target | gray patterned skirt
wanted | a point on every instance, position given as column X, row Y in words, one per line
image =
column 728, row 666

* * *

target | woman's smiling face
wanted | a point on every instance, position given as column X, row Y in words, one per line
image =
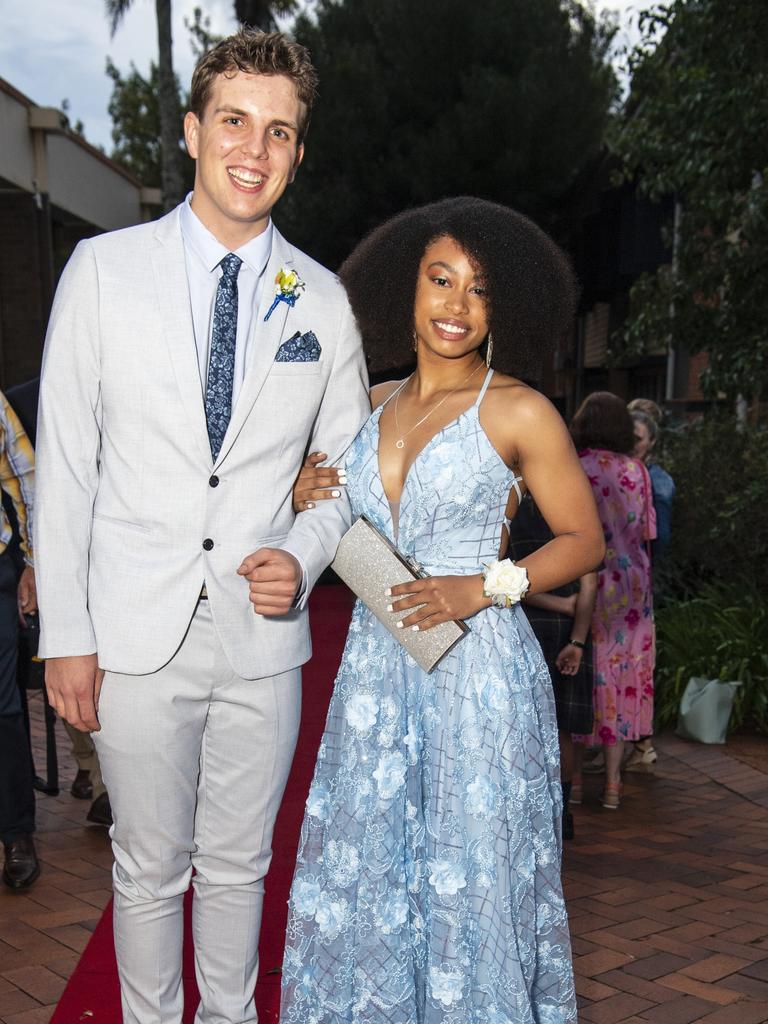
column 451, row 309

* * *

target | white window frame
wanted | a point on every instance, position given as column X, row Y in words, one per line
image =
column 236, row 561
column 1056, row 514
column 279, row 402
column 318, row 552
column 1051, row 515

_EXERCISE DIRECTIONS_. Report how many lines of the entries hold the word "target". Nothing else is needed.

_EXERCISE RESULT_. 3